## GIVEN RECORDS
-- -- --
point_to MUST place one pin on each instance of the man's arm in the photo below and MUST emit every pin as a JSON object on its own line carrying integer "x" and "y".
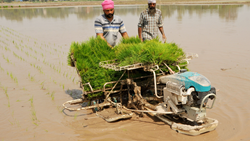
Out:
{"x": 163, "y": 34}
{"x": 160, "y": 25}
{"x": 101, "y": 35}
{"x": 99, "y": 30}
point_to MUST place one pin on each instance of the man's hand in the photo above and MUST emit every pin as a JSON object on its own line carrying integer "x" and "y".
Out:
{"x": 101, "y": 35}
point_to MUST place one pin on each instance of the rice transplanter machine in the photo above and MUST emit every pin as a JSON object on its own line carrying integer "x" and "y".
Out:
{"x": 179, "y": 99}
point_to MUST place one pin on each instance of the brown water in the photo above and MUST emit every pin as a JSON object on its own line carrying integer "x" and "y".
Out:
{"x": 35, "y": 79}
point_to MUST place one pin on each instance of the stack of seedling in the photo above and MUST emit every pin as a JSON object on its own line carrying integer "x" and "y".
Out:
{"x": 87, "y": 56}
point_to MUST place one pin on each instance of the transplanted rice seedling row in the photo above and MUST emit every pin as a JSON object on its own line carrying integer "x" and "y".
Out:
{"x": 130, "y": 51}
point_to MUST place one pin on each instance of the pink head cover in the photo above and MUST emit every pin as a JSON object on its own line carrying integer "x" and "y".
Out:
{"x": 107, "y": 4}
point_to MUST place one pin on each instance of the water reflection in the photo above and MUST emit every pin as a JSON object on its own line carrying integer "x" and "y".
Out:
{"x": 227, "y": 12}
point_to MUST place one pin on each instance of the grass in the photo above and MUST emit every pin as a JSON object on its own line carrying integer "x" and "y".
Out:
{"x": 130, "y": 51}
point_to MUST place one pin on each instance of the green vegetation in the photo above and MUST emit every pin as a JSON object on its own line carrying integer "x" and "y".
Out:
{"x": 88, "y": 54}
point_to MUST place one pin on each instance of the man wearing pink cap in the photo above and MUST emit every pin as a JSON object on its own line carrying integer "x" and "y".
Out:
{"x": 149, "y": 23}
{"x": 108, "y": 25}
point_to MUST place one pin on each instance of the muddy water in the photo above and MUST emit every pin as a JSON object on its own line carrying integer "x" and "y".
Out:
{"x": 35, "y": 79}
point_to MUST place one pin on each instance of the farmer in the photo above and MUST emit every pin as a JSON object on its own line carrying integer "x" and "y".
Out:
{"x": 149, "y": 22}
{"x": 108, "y": 25}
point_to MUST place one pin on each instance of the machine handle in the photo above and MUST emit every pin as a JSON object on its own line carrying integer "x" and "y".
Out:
{"x": 206, "y": 98}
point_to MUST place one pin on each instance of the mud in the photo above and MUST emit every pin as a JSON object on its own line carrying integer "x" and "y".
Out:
{"x": 35, "y": 79}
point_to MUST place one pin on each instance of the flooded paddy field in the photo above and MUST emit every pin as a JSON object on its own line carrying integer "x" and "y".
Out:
{"x": 35, "y": 79}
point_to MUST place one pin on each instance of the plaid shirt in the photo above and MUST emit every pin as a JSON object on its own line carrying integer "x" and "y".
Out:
{"x": 150, "y": 24}
{"x": 109, "y": 29}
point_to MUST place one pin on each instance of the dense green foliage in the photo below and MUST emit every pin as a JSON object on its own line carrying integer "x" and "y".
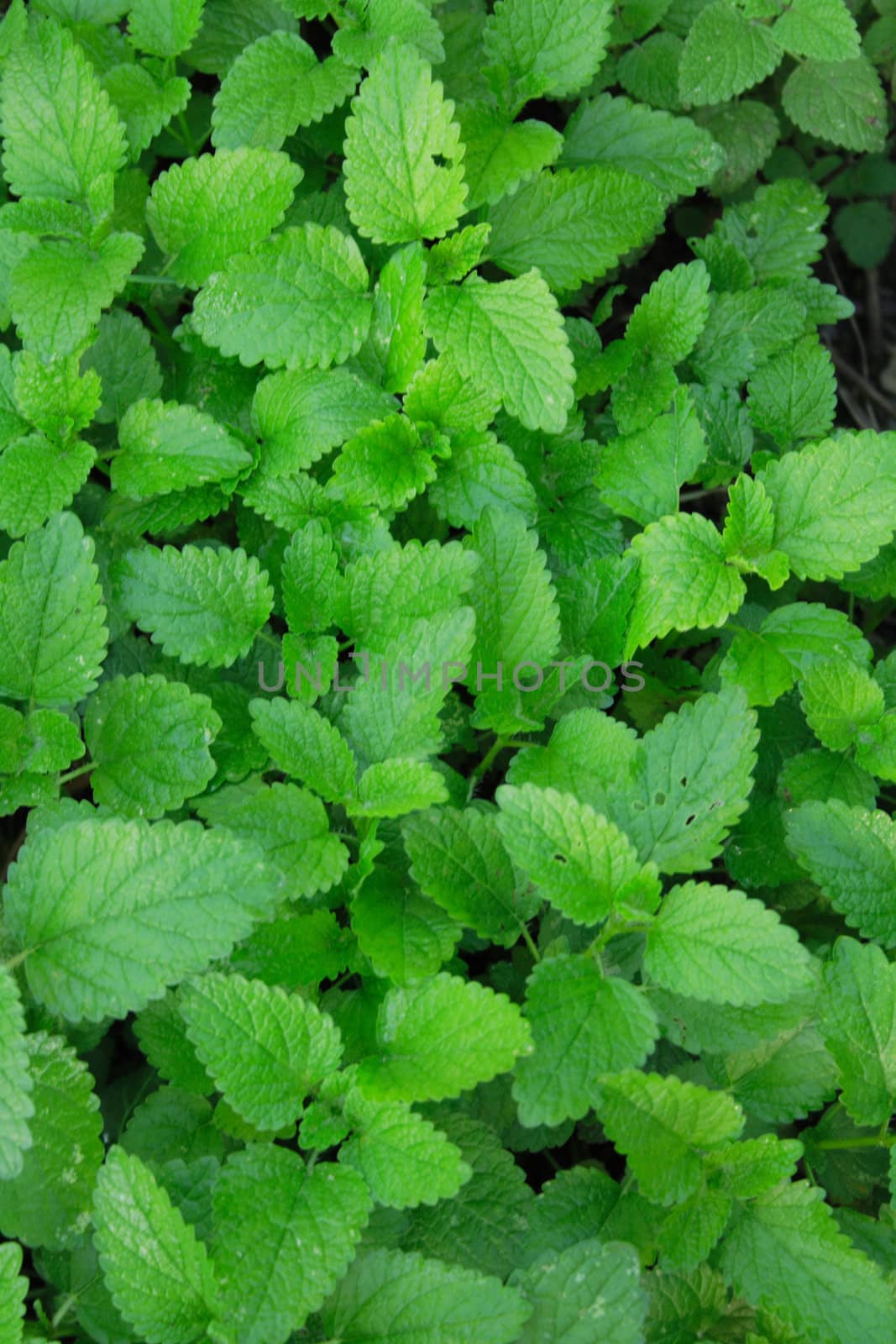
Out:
{"x": 448, "y": 717}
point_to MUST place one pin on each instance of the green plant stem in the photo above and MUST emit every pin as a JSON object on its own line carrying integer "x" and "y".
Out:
{"x": 528, "y": 940}
{"x": 16, "y": 960}
{"x": 159, "y": 327}
{"x": 154, "y": 280}
{"x": 76, "y": 772}
{"x": 846, "y": 1144}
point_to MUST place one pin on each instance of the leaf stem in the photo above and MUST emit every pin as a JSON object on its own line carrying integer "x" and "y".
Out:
{"x": 76, "y": 772}
{"x": 528, "y": 940}
{"x": 154, "y": 280}
{"x": 866, "y": 1142}
{"x": 16, "y": 960}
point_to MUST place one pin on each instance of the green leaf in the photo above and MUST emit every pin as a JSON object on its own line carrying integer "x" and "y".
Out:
{"x": 125, "y": 360}
{"x": 165, "y": 447}
{"x": 793, "y": 396}
{"x": 405, "y": 1160}
{"x": 144, "y": 105}
{"x": 548, "y": 47}
{"x": 750, "y": 530}
{"x": 396, "y": 346}
{"x": 587, "y": 1288}
{"x": 725, "y": 54}
{"x": 154, "y": 1265}
{"x": 479, "y": 472}
{"x": 302, "y": 416}
{"x": 385, "y": 464}
{"x": 441, "y": 1038}
{"x": 684, "y": 580}
{"x": 207, "y": 208}
{"x": 264, "y": 1048}
{"x": 389, "y": 1292}
{"x": 712, "y": 944}
{"x": 284, "y": 1236}
{"x": 38, "y": 479}
{"x": 584, "y": 1025}
{"x": 785, "y": 1254}
{"x": 508, "y": 339}
{"x": 394, "y": 710}
{"x": 640, "y": 475}
{"x": 47, "y": 1203}
{"x": 298, "y": 300}
{"x": 53, "y": 638}
{"x": 305, "y": 746}
{"x": 383, "y": 19}
{"x": 16, "y": 1106}
{"x": 859, "y": 1023}
{"x": 663, "y": 1126}
{"x": 851, "y": 853}
{"x": 840, "y": 101}
{"x": 149, "y": 743}
{"x": 164, "y": 27}
{"x": 582, "y": 864}
{"x": 385, "y": 591}
{"x": 458, "y": 860}
{"x": 289, "y": 827}
{"x": 669, "y": 152}
{"x": 516, "y": 615}
{"x": 673, "y": 312}
{"x": 60, "y": 288}
{"x": 501, "y": 154}
{"x": 840, "y": 699}
{"x": 13, "y": 1294}
{"x": 821, "y": 29}
{"x": 394, "y": 187}
{"x": 405, "y": 936}
{"x": 201, "y": 605}
{"x": 790, "y": 640}
{"x": 298, "y": 91}
{"x": 112, "y": 911}
{"x": 574, "y": 225}
{"x": 687, "y": 784}
{"x": 855, "y": 468}
{"x": 60, "y": 128}
{"x": 394, "y": 788}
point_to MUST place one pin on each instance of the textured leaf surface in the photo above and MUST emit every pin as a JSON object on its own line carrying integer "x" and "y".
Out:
{"x": 53, "y": 638}
{"x": 112, "y": 911}
{"x": 298, "y": 300}
{"x": 60, "y": 128}
{"x": 661, "y": 1126}
{"x": 389, "y": 1294}
{"x": 853, "y": 470}
{"x": 165, "y": 447}
{"x": 284, "y": 1236}
{"x": 708, "y": 942}
{"x": 399, "y": 125}
{"x": 548, "y": 47}
{"x": 16, "y": 1106}
{"x": 202, "y": 605}
{"x": 403, "y": 1158}
{"x": 262, "y": 1047}
{"x": 207, "y": 208}
{"x": 155, "y": 1268}
{"x": 149, "y": 739}
{"x": 788, "y": 1256}
{"x": 49, "y": 1202}
{"x": 441, "y": 1038}
{"x": 574, "y": 225}
{"x": 508, "y": 338}
{"x": 584, "y": 1025}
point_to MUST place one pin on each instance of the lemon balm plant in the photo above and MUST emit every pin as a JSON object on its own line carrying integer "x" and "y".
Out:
{"x": 371, "y": 967}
-- -- --
## DESCRIPTION OF THE TASK
Taking the listing above line by line, say how many lines include the string "seedling", and give only that number.

## RESULT BELOW
2